EXERCISE REQUIREMENTS: Lines before the one containing "Question. For every instance of the beige" are excluded; print that line and every line after it through the end of the material below, exactly.

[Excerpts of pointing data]
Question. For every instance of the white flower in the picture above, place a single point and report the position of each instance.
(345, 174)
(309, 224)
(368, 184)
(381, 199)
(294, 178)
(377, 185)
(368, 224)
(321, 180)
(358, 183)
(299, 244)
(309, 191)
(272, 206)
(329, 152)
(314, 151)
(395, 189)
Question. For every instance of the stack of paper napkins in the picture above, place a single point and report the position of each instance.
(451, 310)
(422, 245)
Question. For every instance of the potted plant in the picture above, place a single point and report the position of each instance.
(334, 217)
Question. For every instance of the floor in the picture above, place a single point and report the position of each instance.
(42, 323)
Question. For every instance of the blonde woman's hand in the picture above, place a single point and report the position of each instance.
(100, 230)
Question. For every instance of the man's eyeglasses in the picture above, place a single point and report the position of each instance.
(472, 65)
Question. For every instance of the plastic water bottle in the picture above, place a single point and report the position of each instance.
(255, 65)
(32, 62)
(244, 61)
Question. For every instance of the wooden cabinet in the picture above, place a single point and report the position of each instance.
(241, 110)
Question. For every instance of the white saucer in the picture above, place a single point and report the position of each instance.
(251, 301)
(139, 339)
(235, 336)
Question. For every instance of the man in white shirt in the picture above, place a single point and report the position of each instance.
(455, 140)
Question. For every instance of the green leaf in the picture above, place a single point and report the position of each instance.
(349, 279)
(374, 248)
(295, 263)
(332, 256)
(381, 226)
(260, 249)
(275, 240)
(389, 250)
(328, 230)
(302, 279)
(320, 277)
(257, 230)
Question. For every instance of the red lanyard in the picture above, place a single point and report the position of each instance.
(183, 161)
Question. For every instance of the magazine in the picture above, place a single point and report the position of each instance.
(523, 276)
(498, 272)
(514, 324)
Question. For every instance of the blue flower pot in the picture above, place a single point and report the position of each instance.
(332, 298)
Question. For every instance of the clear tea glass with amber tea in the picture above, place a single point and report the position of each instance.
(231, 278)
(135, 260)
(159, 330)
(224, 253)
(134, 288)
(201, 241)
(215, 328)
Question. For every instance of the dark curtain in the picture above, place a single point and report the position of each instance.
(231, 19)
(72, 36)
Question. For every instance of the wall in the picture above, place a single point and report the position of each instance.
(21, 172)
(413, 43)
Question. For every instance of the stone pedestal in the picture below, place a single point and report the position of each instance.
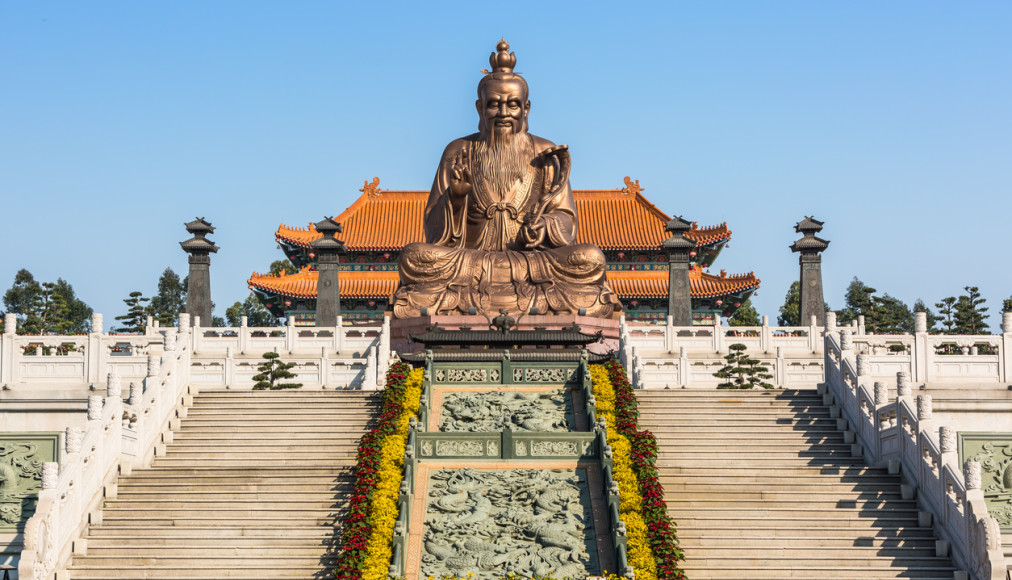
(401, 329)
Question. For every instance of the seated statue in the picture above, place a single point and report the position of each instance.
(501, 223)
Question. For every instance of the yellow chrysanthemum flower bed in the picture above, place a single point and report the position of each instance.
(384, 501)
(640, 556)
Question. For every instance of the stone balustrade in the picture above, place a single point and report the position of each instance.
(900, 432)
(324, 357)
(74, 489)
(672, 356)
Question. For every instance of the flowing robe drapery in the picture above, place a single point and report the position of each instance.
(476, 258)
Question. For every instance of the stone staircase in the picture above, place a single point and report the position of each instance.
(763, 485)
(254, 484)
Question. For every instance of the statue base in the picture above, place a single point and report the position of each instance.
(401, 329)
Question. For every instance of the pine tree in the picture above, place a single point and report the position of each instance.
(746, 315)
(919, 306)
(170, 300)
(970, 313)
(742, 371)
(946, 312)
(272, 370)
(137, 314)
(790, 312)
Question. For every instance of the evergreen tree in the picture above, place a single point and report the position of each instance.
(48, 308)
(272, 370)
(790, 312)
(890, 316)
(741, 370)
(137, 314)
(256, 314)
(858, 301)
(946, 314)
(746, 315)
(919, 306)
(971, 313)
(170, 300)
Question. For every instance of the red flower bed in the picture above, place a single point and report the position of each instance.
(356, 524)
(660, 527)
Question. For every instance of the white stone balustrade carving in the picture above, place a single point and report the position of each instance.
(926, 456)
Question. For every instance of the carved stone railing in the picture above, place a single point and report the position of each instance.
(327, 357)
(668, 356)
(74, 489)
(895, 431)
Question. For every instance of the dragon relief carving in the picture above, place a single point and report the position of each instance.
(20, 478)
(500, 410)
(494, 522)
(996, 468)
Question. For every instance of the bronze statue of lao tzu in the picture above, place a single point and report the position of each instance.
(501, 223)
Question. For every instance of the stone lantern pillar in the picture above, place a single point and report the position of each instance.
(198, 288)
(678, 247)
(811, 247)
(328, 250)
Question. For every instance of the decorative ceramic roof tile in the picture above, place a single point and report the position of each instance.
(625, 283)
(609, 219)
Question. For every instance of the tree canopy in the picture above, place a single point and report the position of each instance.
(47, 308)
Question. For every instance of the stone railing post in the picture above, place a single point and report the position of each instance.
(289, 335)
(7, 352)
(383, 359)
(718, 335)
(230, 367)
(339, 335)
(830, 322)
(96, 355)
(765, 335)
(244, 334)
(1006, 349)
(921, 352)
(903, 390)
(369, 378)
(781, 367)
(683, 366)
(324, 366)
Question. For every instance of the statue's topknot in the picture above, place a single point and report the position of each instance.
(501, 61)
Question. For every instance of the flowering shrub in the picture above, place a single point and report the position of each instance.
(368, 528)
(653, 547)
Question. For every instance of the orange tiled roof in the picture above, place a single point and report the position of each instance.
(654, 283)
(609, 219)
(352, 283)
(644, 283)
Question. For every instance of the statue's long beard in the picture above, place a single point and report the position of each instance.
(501, 160)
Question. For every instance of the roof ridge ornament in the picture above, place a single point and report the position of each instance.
(631, 187)
(501, 61)
(371, 189)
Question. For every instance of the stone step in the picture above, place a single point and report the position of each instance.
(696, 543)
(190, 571)
(143, 530)
(196, 500)
(201, 540)
(814, 571)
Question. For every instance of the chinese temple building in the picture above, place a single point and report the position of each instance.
(621, 222)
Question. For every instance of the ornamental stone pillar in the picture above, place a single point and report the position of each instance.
(328, 249)
(811, 248)
(678, 247)
(199, 250)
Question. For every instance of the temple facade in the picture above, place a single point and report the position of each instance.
(621, 222)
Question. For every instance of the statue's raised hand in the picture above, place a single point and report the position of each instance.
(459, 177)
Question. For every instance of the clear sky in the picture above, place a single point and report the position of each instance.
(892, 121)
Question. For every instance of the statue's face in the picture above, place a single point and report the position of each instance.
(503, 107)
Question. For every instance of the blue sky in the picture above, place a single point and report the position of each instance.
(889, 120)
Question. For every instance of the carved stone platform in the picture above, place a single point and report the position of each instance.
(402, 329)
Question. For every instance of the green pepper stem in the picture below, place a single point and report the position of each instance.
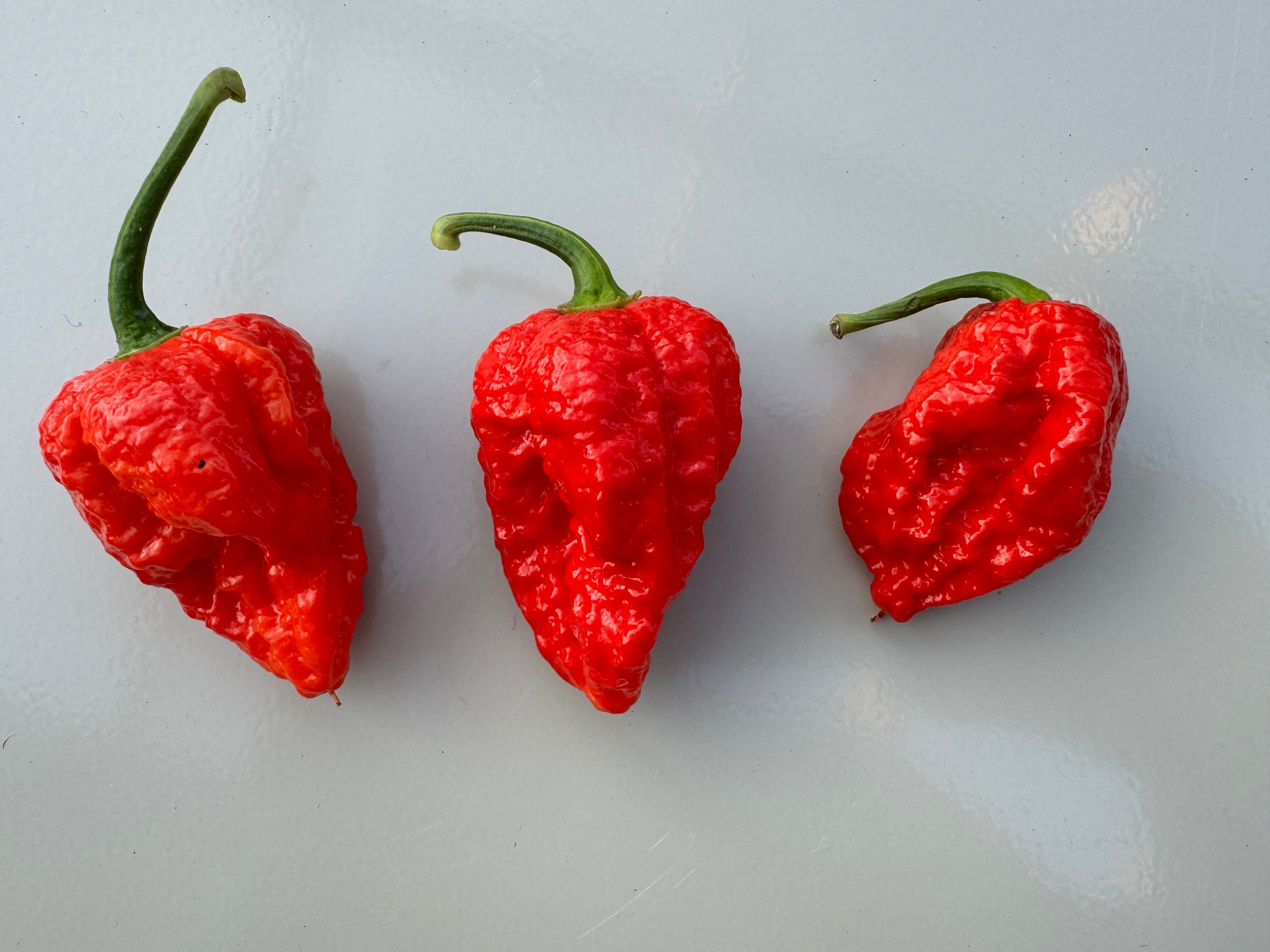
(594, 286)
(992, 286)
(136, 328)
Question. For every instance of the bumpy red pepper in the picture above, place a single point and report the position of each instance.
(204, 460)
(605, 426)
(1000, 457)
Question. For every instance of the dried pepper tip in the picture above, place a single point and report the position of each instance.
(992, 286)
(136, 328)
(594, 286)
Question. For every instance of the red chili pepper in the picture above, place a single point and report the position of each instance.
(1000, 457)
(202, 459)
(605, 426)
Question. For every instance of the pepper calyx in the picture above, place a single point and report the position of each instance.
(992, 286)
(136, 327)
(594, 286)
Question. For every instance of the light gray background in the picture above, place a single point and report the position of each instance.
(1076, 763)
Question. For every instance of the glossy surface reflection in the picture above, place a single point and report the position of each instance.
(1080, 761)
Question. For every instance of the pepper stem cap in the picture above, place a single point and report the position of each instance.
(594, 286)
(136, 328)
(992, 286)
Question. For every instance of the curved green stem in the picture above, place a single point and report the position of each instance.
(136, 328)
(992, 286)
(594, 286)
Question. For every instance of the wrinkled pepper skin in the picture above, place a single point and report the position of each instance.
(207, 466)
(204, 459)
(605, 426)
(603, 437)
(996, 462)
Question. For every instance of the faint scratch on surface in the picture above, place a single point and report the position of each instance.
(681, 881)
(508, 719)
(643, 892)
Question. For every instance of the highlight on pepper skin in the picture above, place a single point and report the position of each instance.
(604, 426)
(1000, 457)
(204, 459)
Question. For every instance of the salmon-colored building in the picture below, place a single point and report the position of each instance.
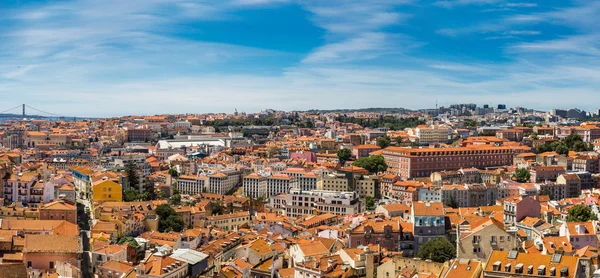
(59, 210)
(43, 251)
(421, 162)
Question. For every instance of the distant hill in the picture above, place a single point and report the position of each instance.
(370, 110)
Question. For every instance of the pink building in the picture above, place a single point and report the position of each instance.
(580, 234)
(309, 156)
(42, 252)
(361, 151)
(517, 208)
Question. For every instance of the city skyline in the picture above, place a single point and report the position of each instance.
(99, 59)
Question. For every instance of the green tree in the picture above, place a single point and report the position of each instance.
(580, 213)
(438, 250)
(543, 148)
(174, 223)
(130, 240)
(572, 139)
(546, 192)
(173, 172)
(344, 155)
(472, 123)
(522, 175)
(169, 220)
(131, 169)
(175, 199)
(383, 142)
(369, 202)
(217, 207)
(562, 149)
(373, 164)
(130, 195)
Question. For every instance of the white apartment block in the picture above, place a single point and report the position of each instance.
(300, 203)
(192, 184)
(279, 183)
(223, 182)
(310, 181)
(255, 186)
(432, 134)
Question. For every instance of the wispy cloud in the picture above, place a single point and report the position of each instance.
(354, 30)
(454, 3)
(584, 44)
(521, 5)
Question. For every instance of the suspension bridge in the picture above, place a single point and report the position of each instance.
(24, 111)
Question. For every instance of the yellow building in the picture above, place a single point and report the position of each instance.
(107, 191)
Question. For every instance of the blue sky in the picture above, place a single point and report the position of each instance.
(114, 57)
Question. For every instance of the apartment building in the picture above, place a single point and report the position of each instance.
(421, 162)
(367, 186)
(82, 179)
(383, 232)
(300, 203)
(580, 234)
(586, 163)
(24, 187)
(310, 181)
(361, 151)
(514, 264)
(517, 208)
(546, 173)
(189, 184)
(229, 222)
(482, 238)
(510, 134)
(571, 183)
(223, 181)
(279, 183)
(59, 210)
(432, 134)
(336, 182)
(139, 135)
(255, 186)
(428, 222)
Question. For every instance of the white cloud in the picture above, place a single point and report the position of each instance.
(454, 3)
(583, 44)
(524, 32)
(521, 5)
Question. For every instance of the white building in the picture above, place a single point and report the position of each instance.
(299, 203)
(432, 134)
(255, 186)
(279, 183)
(223, 181)
(192, 184)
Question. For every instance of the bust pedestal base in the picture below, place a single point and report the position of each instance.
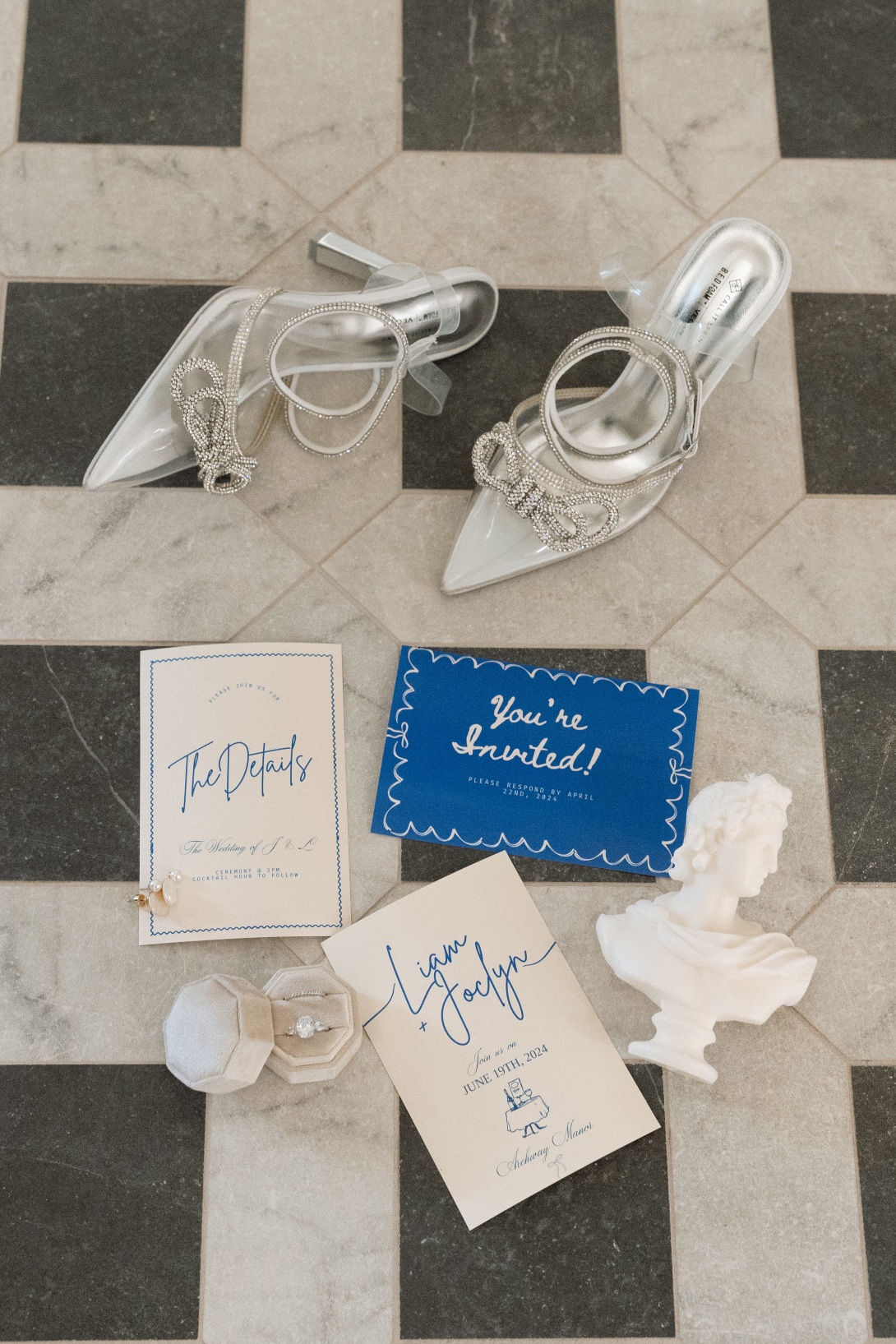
(681, 1038)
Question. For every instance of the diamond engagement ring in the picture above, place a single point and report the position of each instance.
(305, 1027)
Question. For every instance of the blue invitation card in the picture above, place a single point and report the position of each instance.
(558, 765)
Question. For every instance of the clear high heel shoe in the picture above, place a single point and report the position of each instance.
(575, 468)
(246, 344)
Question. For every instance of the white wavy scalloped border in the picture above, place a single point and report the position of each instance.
(398, 734)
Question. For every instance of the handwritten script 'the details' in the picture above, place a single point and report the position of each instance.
(538, 755)
(235, 764)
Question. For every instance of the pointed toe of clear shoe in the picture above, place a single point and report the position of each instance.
(576, 468)
(400, 323)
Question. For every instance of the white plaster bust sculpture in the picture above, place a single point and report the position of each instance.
(690, 950)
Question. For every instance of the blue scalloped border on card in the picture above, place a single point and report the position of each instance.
(559, 765)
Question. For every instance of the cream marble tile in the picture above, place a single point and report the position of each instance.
(758, 713)
(571, 912)
(697, 95)
(12, 44)
(135, 565)
(323, 95)
(836, 217)
(750, 467)
(289, 266)
(622, 593)
(527, 219)
(298, 1198)
(852, 996)
(764, 1194)
(317, 612)
(829, 567)
(316, 501)
(76, 988)
(140, 211)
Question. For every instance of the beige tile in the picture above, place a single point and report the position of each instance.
(852, 996)
(571, 912)
(323, 91)
(764, 1194)
(135, 565)
(289, 266)
(140, 211)
(527, 219)
(12, 44)
(76, 986)
(836, 217)
(750, 467)
(758, 713)
(618, 594)
(317, 612)
(298, 1195)
(829, 567)
(697, 95)
(316, 501)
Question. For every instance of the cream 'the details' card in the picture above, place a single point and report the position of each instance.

WRITTEN RESPONSE:
Question. For every instance of the beige tile in the picture above, place a single point and report the position of each instance.
(852, 996)
(571, 912)
(323, 91)
(764, 1194)
(135, 565)
(289, 266)
(140, 211)
(527, 219)
(12, 44)
(76, 986)
(836, 217)
(750, 467)
(758, 713)
(618, 594)
(317, 612)
(298, 1195)
(829, 567)
(697, 95)
(316, 501)
Question. For every instance of the cream 'the details' card in the picture above, place a single point and report the position of each instance.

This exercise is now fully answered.